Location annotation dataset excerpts

******************************

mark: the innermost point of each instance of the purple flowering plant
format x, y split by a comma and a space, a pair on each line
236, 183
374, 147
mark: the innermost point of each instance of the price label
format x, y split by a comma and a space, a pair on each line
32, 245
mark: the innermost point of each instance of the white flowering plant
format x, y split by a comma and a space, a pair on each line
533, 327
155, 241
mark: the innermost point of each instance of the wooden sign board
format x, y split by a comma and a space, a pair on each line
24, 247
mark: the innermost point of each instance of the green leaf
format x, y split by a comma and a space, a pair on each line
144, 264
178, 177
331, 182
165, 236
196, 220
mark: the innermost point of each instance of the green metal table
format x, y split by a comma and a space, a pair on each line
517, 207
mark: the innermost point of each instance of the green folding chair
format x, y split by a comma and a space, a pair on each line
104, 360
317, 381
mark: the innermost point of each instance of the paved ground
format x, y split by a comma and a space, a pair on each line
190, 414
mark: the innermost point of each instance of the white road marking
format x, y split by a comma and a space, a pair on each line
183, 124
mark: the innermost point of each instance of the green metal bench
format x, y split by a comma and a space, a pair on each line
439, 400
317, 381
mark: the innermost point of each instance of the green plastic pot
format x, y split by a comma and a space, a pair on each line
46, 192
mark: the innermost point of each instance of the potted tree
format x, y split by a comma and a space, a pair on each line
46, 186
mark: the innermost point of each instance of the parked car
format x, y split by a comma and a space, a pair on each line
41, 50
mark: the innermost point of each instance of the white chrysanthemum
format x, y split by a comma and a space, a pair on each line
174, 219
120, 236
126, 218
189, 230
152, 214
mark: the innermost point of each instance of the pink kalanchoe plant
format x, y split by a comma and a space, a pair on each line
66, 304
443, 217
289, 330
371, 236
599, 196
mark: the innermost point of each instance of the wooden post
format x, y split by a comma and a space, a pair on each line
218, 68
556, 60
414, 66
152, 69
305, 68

******************************

Rewrite every line of the material from the line containing "mark: the innermost point of each instance of the potted" through the final line, both included, keeping the requests as they are. Add -54 to each coordinate in the answers.

mark: the innermost point of each instance of the potted tree
format x, y split by a comma and a space, a pair on each line
-8, 132
mark: the innermost point of each instance of the parked car
format x, y split by a comma and a space, a pair on each line
-13, -4
mark: the innermost point of each instance of the white chrysanthemum
format x, y split by a comma and a space, a pair on each line
120, 165
66, 182
72, 164
135, 176
98, 160
mark: the innermost point of each instance of the pink kalanchoe plant
format x, y split by a comma and a space, a pair on each line
12, 250
389, 163
235, 276
317, 182
545, 142
mark: the innermost point of each instance of the wooden post
format x, y split by a comma and a space, a pair on each line
164, 14
502, 6
360, 12
98, 15
251, 14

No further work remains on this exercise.